- Work to be completed: Begin at the line that has "drop a dot on the blue boat" and stop after the last line of the items. Write those lines out again, keeping the lines of wording unchanged, and shift every coordinate by adding 100 to each of its two numbers.

# START OF Supplied records

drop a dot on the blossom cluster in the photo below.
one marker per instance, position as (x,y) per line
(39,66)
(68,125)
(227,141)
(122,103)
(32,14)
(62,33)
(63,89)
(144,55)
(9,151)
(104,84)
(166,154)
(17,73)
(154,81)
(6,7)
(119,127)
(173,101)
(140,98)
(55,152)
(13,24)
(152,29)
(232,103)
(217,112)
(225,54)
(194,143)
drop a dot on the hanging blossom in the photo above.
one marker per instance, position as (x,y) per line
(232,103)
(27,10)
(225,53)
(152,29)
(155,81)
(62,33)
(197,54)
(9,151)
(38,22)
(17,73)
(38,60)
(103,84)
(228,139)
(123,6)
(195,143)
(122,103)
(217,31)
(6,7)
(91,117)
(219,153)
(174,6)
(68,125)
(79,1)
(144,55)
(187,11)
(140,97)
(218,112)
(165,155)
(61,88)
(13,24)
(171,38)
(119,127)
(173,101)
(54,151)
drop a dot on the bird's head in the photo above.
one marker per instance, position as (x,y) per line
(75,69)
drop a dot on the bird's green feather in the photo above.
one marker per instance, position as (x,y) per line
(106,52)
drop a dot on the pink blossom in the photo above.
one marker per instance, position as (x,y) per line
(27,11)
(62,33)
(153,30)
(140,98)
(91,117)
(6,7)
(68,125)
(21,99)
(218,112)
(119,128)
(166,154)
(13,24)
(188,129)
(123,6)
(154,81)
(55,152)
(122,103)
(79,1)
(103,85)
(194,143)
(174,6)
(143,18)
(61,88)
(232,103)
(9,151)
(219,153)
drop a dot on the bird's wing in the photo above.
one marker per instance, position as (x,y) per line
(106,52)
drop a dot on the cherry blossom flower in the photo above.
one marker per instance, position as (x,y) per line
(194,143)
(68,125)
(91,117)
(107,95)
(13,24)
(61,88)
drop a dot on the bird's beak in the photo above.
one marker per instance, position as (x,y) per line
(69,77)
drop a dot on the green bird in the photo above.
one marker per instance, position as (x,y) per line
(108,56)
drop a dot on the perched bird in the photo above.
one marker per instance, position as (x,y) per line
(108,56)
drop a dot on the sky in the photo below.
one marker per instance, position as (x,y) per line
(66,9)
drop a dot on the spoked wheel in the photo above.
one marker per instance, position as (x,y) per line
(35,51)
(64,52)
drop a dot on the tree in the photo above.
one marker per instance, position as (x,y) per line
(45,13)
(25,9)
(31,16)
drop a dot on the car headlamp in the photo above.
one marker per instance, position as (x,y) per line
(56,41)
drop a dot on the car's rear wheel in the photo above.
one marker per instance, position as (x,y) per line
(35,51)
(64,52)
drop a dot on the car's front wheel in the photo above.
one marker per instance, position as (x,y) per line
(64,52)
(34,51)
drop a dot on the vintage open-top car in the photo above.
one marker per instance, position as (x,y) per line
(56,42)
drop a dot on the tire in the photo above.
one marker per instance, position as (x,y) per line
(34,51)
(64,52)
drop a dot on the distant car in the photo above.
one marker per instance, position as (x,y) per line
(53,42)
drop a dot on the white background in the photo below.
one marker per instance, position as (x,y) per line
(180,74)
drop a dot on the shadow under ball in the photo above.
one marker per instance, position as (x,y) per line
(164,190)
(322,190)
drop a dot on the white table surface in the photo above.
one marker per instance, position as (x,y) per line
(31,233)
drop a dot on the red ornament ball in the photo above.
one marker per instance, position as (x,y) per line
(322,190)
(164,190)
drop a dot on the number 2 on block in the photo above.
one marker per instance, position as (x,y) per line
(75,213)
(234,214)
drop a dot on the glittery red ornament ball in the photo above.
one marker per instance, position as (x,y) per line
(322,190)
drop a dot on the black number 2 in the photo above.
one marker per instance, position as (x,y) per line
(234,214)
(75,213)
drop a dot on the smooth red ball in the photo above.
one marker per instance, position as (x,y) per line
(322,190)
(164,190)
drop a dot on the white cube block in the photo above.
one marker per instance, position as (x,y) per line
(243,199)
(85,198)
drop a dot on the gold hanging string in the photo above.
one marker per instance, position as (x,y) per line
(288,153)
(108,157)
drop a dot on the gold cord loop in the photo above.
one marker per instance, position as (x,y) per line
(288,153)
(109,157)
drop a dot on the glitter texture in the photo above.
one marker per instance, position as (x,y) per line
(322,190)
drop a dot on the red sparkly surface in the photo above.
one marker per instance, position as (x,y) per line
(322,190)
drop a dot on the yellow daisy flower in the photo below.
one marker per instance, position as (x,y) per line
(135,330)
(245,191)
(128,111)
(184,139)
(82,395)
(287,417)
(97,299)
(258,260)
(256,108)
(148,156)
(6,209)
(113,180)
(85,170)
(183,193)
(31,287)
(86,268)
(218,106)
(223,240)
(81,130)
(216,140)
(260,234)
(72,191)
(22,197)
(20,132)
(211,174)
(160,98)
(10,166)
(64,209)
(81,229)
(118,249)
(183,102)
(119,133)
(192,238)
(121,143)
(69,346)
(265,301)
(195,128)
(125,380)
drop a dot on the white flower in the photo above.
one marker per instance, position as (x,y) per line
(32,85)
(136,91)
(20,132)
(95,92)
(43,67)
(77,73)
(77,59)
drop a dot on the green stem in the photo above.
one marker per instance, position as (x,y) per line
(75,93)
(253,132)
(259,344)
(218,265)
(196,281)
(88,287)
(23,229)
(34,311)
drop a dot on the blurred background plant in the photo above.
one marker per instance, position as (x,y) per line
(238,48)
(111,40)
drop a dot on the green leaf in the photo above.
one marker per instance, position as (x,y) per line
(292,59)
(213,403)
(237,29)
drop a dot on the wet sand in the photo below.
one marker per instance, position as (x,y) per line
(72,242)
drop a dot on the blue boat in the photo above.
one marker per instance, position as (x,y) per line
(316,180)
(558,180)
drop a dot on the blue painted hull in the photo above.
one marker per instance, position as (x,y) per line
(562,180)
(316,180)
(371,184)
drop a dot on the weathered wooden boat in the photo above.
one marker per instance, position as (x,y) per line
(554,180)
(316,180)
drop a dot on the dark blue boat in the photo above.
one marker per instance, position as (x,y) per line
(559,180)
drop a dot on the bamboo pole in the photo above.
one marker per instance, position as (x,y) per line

# END OF Supplied records

- Written solution:
drop a dot on the blue boat in the photo above.
one marker per instance, position as (x,y) per line
(416,280)
(658,280)
drop a dot on the blue painted hull in the photo above.
one marker per instance, position as (x,y) per line
(662,280)
(416,280)
(471,284)
drop a dot on the weathered wooden boat in the photo above.
one marker per instance, position as (x,y) per line
(654,280)
(416,280)
drop a dot on the dark blue boat in the photo above.
one marker per instance, position as (x,y) per line
(659,280)
drop a dot on the bamboo pole in the photo above.
one marker per instance, position as (x,y) per line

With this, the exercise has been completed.